Extract the stretch of rows from the line containing "of the grass" through the end of the rows, and reproduce those lines unchanged.

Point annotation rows
□ □ □ □ □

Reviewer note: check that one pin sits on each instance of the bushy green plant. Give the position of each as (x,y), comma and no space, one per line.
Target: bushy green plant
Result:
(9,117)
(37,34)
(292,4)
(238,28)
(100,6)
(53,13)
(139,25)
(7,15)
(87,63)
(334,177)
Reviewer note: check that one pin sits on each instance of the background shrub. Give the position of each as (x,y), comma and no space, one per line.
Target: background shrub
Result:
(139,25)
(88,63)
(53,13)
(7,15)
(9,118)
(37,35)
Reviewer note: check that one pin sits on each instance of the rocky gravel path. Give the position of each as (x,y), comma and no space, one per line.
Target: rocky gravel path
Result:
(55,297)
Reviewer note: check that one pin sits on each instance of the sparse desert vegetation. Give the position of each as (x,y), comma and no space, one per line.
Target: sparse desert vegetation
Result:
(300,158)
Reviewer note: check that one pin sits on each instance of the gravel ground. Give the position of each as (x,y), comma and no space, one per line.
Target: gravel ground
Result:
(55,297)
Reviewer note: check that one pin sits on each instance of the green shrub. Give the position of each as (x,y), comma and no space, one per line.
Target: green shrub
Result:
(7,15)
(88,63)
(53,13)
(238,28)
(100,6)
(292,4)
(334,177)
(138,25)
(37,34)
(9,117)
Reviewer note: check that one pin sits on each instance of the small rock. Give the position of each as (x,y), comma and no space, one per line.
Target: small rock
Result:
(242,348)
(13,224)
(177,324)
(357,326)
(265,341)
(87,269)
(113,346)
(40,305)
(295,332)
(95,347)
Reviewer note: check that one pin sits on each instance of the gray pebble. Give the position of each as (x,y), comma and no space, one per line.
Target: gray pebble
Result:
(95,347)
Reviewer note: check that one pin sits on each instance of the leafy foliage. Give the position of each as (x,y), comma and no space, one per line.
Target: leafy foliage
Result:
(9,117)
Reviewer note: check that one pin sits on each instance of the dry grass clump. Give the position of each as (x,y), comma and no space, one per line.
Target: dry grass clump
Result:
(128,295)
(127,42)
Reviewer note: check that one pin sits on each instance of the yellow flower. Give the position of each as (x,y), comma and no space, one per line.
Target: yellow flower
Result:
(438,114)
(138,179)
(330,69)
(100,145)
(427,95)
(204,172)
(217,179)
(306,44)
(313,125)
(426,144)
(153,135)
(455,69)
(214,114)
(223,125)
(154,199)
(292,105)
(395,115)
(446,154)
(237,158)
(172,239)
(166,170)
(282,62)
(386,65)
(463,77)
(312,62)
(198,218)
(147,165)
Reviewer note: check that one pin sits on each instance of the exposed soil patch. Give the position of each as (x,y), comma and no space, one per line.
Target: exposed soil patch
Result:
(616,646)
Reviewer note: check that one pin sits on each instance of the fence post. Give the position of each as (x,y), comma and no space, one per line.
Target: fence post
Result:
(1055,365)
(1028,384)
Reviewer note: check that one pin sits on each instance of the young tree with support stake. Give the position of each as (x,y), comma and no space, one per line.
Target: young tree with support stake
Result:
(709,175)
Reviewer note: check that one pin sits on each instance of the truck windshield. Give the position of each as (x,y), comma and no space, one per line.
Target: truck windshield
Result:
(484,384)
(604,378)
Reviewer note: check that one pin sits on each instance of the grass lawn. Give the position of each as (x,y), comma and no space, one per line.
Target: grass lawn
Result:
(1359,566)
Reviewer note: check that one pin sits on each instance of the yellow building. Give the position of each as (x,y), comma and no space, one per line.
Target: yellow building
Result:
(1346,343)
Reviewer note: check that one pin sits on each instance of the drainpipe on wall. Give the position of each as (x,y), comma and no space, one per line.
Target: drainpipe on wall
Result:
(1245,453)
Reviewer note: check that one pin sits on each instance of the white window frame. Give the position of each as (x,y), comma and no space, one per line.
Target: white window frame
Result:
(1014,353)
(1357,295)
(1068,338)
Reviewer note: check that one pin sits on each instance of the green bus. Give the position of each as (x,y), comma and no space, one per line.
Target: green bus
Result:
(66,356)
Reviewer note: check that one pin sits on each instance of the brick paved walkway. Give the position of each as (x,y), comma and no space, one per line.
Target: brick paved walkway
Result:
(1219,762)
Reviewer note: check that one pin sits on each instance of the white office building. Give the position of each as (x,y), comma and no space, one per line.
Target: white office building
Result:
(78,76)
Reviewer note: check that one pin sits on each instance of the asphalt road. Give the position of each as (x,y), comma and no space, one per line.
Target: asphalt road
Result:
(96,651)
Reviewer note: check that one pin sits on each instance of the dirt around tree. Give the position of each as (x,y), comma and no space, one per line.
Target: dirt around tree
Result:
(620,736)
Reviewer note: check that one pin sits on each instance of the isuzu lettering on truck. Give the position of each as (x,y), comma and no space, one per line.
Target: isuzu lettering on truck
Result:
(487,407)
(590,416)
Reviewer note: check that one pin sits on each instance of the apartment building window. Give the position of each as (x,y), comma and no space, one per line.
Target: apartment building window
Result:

□ □ □ □ □

- **WRITTEN SOLUTION**:
Reviewer note: check that one pin sits on each instance of the grass lawn. Give the position of each as (x,y), comma and no space, one per line.
Target: grass lawn
Result:
(1359,566)
Reviewer note: check that one pin sits on each instance of the yellow building. Give the position of each as (x,y), comma and no space, one per line.
Target: yellow building
Result:
(1346,343)
Reviewer note: check that one pin sits on each instance of the drainpipe on wall. Give the position of each as (x,y), comma and no space, one per line.
Target: drainpipe on wall
Result:
(1245,453)
Reviewer note: check that one pin sits on each instance of the white window frame. Give the position of each as (x,y), comma and no space, one per line.
Target: white window frame
Result:
(1014,353)
(1357,295)
(1068,338)
Reviewer note: check that one pin sits on each instance of the green bus. Give the position of each as (x,y), comma and no space, one per line.
Target: green bus
Result:
(66,356)
Reviewer note: check that one pin sits on each instance of the brick paved walkway. Give the position of each as (x,y), comma and no space, one per line.
Target: brick paved walkway
Result:
(1219,762)
Reviewer note: check that one pin sits on each instance of the white office building. Give the position of each as (x,y), comma and no space, one per line.
Target: white office building
Result:
(78,76)
Reviewer note: check that one pin sits on each instance of the asphalt road. Give the position of each as (x,y), comma and no space, one per line.
Target: asphalt road
Result:
(96,651)
Reviewer note: check that one pin sits on each instance of the dirt around tree. Give the position of each as (x,y), comma and no space, one per line.
Target: dirt around tree
Result:
(620,736)
Reviewer note: check that one pin sits on each instance of the isuzu lettering on truck. Give the position of each as (x,y), comma and no space, one per line.
Target: isuzu lettering on truck
Result:
(487,407)
(590,416)
Reviewer note: check that one pin sits on each instance of the apartment building window. Give the position of each as (x,y), comma and no space, one per line.
Target: apartment building window
Result:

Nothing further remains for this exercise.